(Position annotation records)
>>>>>

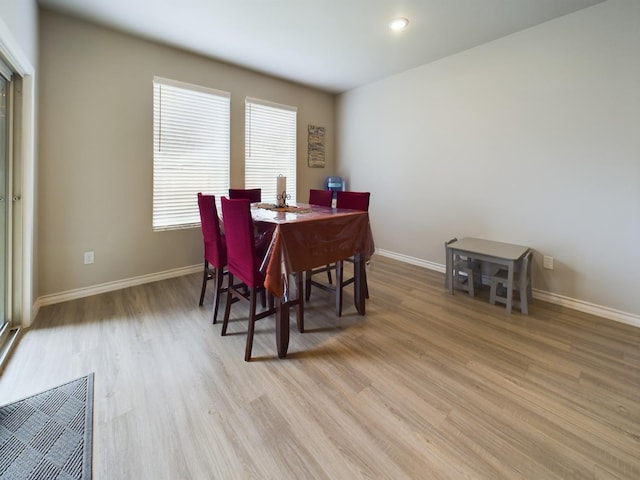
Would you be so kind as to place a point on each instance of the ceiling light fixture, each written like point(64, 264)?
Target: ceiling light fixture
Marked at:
point(398, 24)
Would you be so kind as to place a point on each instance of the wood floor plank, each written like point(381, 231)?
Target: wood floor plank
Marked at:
point(426, 385)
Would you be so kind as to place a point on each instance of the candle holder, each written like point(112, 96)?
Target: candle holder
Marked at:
point(282, 198)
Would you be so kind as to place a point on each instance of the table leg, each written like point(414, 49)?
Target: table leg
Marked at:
point(359, 290)
point(524, 298)
point(282, 327)
point(510, 286)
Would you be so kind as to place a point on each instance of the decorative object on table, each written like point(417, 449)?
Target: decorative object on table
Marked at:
point(322, 198)
point(335, 184)
point(281, 191)
point(254, 195)
point(287, 208)
point(49, 435)
point(316, 146)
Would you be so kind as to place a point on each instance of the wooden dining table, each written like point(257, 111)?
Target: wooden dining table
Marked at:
point(303, 237)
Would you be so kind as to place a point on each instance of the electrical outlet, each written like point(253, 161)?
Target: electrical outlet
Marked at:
point(88, 258)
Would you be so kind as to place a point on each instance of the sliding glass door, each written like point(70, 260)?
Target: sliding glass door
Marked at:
point(5, 116)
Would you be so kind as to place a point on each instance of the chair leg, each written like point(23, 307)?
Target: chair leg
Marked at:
point(219, 277)
point(252, 325)
point(205, 277)
point(300, 310)
point(307, 285)
point(339, 276)
point(227, 309)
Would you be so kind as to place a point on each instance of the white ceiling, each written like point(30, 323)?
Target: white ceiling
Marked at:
point(333, 45)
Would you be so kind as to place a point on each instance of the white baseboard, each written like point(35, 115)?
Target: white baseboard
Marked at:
point(111, 286)
point(575, 304)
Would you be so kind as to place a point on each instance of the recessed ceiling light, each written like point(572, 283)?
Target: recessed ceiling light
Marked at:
point(398, 24)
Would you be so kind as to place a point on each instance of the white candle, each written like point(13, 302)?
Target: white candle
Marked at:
point(281, 191)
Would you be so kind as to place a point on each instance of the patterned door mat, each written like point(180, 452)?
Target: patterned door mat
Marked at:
point(48, 435)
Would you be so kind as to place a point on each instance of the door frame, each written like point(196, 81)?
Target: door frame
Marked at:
point(22, 301)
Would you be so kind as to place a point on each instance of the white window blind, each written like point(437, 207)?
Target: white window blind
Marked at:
point(190, 150)
point(270, 147)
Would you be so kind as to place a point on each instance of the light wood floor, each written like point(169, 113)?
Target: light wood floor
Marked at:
point(425, 386)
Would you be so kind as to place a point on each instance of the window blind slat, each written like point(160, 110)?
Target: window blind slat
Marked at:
point(191, 150)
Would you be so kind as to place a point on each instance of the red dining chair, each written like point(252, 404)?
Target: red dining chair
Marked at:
point(215, 249)
point(243, 263)
point(254, 195)
point(352, 201)
point(322, 198)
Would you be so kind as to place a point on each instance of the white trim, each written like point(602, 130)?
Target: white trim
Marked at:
point(116, 285)
point(16, 59)
point(575, 304)
point(12, 53)
point(412, 260)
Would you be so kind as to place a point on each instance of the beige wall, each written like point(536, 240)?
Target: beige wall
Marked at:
point(532, 139)
point(95, 143)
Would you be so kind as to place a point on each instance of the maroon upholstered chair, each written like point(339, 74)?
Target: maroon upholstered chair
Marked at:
point(215, 249)
point(254, 195)
point(352, 201)
point(243, 264)
point(322, 198)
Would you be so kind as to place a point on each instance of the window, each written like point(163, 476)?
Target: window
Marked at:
point(270, 147)
point(190, 150)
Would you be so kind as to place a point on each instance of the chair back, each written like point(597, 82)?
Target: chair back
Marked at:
point(215, 251)
point(353, 200)
point(322, 198)
point(241, 249)
point(254, 195)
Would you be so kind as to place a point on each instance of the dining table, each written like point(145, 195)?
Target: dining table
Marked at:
point(302, 237)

<<<<<

» **EXERCISE GOAL**: Write out all of the lines above again, substituting "Located at" for every occurrence of "Marked at" and keeping everything else the same. Leave the pictures out of your answer.

» **EXPECTED ANSWER**:
Would you be so kind as to place a point on each instance of the ceiling light fixture, each written like point(64, 264)?
Target: ceiling light fixture
Located at:
point(398, 24)
Would you be so kind as to place a point on each instance of the wood floor plank, each written like point(381, 231)?
Target: wood floor plank
Located at:
point(426, 385)
Would you be so kind as to place a point on each instance of the candle holder, each written like point(112, 96)?
Target: candle holder
Located at:
point(282, 198)
Would you be so kind as to place a point on each instance of the table leg, each written like point(414, 49)?
Target: table leg
Located at:
point(359, 290)
point(524, 298)
point(282, 327)
point(510, 286)
Would you be so kind as to place a point on each instance of the decorative object on table, each written like point(417, 449)?
Target: decorative object on table
Located at:
point(322, 198)
point(335, 184)
point(281, 191)
point(254, 195)
point(287, 208)
point(49, 435)
point(316, 146)
Would you be so kind as to place a point on each instance of the wooden dining table, each written like point(257, 111)?
Target: wooden dining table
Located at:
point(303, 237)
Would you be so kind as to place a point on each instance of the electrical outlet, each written like point(253, 161)?
Target: electrical outlet
Located at:
point(88, 258)
Would you be so kind as to place a point on each instance of the sliding glass door, each written like point(70, 260)?
Target: sliding glass door
Located at:
point(5, 116)
Would you be so kind as to place a point on each instance of the chair leg, each written like point(23, 307)?
Target: chair leg
Located at:
point(219, 277)
point(252, 325)
point(205, 277)
point(300, 310)
point(307, 285)
point(339, 276)
point(227, 309)
Would you be so kind as to place a point on each instance of the white ceiling, each written like point(30, 323)?
Target: white ceiling
Located at:
point(333, 45)
Would you be so kind as to place a point on each instance of the white baseboard, each written like point(35, 115)?
Target: white baseboard
Located at:
point(111, 286)
point(575, 304)
Would you be so kind as to place a point on each instance of the recessed ceiling light, each written like point(572, 283)?
Target: recessed ceiling light
Located at:
point(398, 24)
Would you be so kind as to place a point on each instance of the white candle, each written like point(13, 302)?
Target: white candle
Located at:
point(281, 191)
Would you be so kind as to place a point on each instance of the patterned door mat, each written like point(180, 452)?
Target: patterned door mat
Located at:
point(48, 435)
Would you be so kind as to place a point on each instance of the door frame, each written like point(196, 81)?
Target: door frame
Located at:
point(22, 301)
Would you be so kind as to place a point on each instance of the white window blind, each written like point(437, 207)?
Target: white window blind
Located at:
point(190, 150)
point(270, 147)
Would you be so kind as to place a point on each instance of the light wood floor, each written like point(169, 113)?
Target: light wood floor
Located at:
point(425, 386)
Would you be so kind as to place a point on each instance of the window blind slat, each written like point(160, 110)?
Target: window blind slat
Located at:
point(191, 150)
Would you be so kind as to place a point on each instance of the red dining chair, each written like point(252, 404)?
Target: red dining chair
Located at:
point(215, 249)
point(243, 263)
point(254, 195)
point(352, 201)
point(322, 198)
Would you be so kind as to place a point on each instance of the white trim, each written like point(602, 130)?
Target: white trim
Located at:
point(116, 285)
point(16, 59)
point(575, 304)
point(12, 53)
point(412, 260)
Would you be so kind as to place a point on each instance of the beige wall, each written like point(536, 240)?
Target: beige wall
Located at:
point(532, 139)
point(95, 143)
Would you be so kind as to place a point on each instance of the maroon upholstered chair, each written like point(339, 74)?
Target: maroon upholstered chair
Located at:
point(215, 249)
point(254, 195)
point(352, 201)
point(243, 264)
point(322, 198)
Would you be so kind as to place a point on each instance of the window, each written like point(163, 476)?
Target: window
Located at:
point(270, 147)
point(190, 150)
Would you be so kind as to place a point on each instance of the chair back, each written like point(597, 82)?
Target: chair back
Located at:
point(215, 251)
point(353, 200)
point(322, 198)
point(241, 249)
point(254, 195)
Would you be so kind as to place a point on each instance of the dining table, each written like point(145, 195)?
Target: dining table
Located at:
point(302, 237)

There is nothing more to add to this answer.